**Page excerpt:**
Abandoned Mine Lands
The Abandoned Mine Lands (AML) Section is responsible for administering abandoned mine reclamation projects that are funded by federal grants derived from a tax on coal under the Surface Mining Control and Reclamation Act of 1977 (SMCRA). The AMR Fund Flow Chart illustrates the distribution coal tax funds. AML project managers are responsible for large, individual operating budgets for many reclamation projects. The AML staff also manages a growing volume of public files, maps and other information related to Montana's abandoned mines.
On December 27, 1989, Montana's Governor, Stan Stephens certified to the United States Department of the Interior Office of Surface Mining that the state had addressed all of its high priority coal-related reclamation problems which were eligible for funding under SMCRA. Montana was then approved to use SMCRA funding for reclamation of mines other than coal mines. The restoration of lands affected by non-coal mining began in 1990 and continues today in conjunction with non-coal related problems as they are identified.
If SMCRA funds are to be used for a reclamation project, the site must be eligible under the strict criteria of federal law. To be eligible for SMCRA funding, sites to be reclaimed must have been mined or affected by mining processes and abandoned or left in an inadequate reclamation status prior to August 3, 1977, (or prior to August 28, 1974, for U.S. Forest Service-administered lands; or prior to November 26, 1980, for U.S. Bureau of Land Management administered lands) .
SMCRA-funded sites can only be those that are truly abandoned--where there is no one who can be held responsible for the needed reclamation. One statutory eligibility criteria is that there must be no continuing reclamation responsibility under state or federal laws on the part of owners, operators, or others connected to past mining operations on the site. Also, a proposed SMCRA reclamation site cannot be within an area that has been designated for remedial action under the federal uranium control law or under the federal Superfund law.
In limited instances, coal mining sites that were operated after 1977 until November 24, 1990, may be eligible for SMCRA-funded reclamation. These are situations where funds available from a bond, financial guarantee or other source were insufficient for adequate reclamation. Also, some sites may benefit from SMCRA funds if a coal company surety became insolvent between August 4, 1977, and November 5, 1990, and the funds available from bankruptcy proceedings were not sufficient for adequate reclamation. Other than these two limited exceptions, a privately owned site must have been abandoned prior to August 3, 1977, to be reclaimed with SMCRA funds.
AML technical staff includes professionals of all relevant scientific disciplines, including geology, hydrology, cartography, biology and archaeology. A few of these professionals are even experts at all of the previous disciplines. These trained people develop and manage several large reclamation projects across Montana each year. DEQ attorneys provide legal counsel and interpretations of state and federal mining statutes and other environmental laws that affect the reclamation program. One attorney is housed with the abandoned mine reclamation staff to advise on legal issues, oversee the contracting and bidding process, and make SMCRA eligibility determinations for proposed abandoned mine reclamation projects.

**Information supplied:**

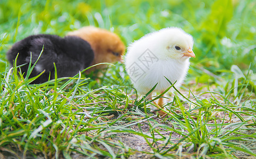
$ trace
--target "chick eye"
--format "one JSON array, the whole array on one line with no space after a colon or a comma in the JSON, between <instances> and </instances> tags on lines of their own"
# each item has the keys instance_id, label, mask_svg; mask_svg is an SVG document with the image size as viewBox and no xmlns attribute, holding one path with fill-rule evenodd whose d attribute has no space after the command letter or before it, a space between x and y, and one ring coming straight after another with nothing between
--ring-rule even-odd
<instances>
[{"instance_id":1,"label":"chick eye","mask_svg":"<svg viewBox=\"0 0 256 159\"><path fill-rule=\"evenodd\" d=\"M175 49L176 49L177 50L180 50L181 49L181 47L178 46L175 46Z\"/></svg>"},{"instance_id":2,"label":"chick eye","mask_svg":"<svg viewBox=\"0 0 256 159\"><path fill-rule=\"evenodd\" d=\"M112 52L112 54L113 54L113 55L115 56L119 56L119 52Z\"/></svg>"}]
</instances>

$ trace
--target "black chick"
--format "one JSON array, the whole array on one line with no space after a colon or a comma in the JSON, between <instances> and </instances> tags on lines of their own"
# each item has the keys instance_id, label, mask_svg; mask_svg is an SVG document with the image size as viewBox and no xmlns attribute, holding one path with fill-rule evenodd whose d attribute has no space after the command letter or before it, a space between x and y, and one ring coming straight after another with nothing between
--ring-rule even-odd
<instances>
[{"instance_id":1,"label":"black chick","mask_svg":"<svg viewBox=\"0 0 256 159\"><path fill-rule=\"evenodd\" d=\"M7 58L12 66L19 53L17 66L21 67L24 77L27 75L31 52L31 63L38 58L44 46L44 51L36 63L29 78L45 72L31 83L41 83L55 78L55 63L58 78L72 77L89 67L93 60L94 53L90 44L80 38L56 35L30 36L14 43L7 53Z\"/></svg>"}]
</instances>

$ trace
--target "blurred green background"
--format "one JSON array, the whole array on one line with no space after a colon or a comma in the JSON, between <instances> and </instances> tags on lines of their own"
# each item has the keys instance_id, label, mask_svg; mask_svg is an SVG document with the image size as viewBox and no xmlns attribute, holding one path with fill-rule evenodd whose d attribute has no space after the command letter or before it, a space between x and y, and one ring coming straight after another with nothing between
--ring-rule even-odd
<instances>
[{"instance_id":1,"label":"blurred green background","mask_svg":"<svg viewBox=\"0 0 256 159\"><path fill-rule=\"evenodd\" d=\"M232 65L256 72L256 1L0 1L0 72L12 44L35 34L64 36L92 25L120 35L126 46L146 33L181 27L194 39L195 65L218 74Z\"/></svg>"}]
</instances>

**Actions to take:**
1 – In the abandoned mine lands text, switch "surety" to "guarantor" and give everything from "In limited instances, coal" down to "with SMCRA funds.".
2 – Turn the paragraph of the abandoned mine lands text that begins "In limited instances" into a short list that keeps its main facts.
3 – According to the abandoned mine lands text, which Montana governor certified that the state had addressed all of its high priority coal-related reclamation problems, and on what date?

**Answers for each item:**
1 –
In limited instances, coal mining sites that were operated after 1977 until November 24, 1990, may be eligible for SMCRA-funded reclamation. These are situations where funds available from a bond, financial guarantee or other source were insufficient for adequate reclamation. Also, some sites may benefit from SMCRA funds if a coal company guarantor became insolvent between August 4, 1977, and November 5, 1990, and the funds available from bankruptcy proceedings were not sufficient for adequate reclamation. Other than these two limited exceptions, a privately owned site must have been abandoned prior to August 3, 1977, to be reclaimed with SMCRA funds.

2 –
- Coal mining sites operated after 1977 until November 24, 1990, may qualify for SMCRA-funded reclamation if money from a bond, financial guarantee or other source was insufficient for adequate reclamation.
- Sites may also qualify if a coal company surety became insolvent between August 4, 1977, and November 5, 1990, and the funds from bankruptcy proceedings were not sufficient for adequate reclamation.
- Apart from these two exceptions, a privately owned site must have been abandoned before August 3, 1977, to be reclaimed with SMCRA funds.

3 – Governor Stan Stephens certified it on December 27, 1989.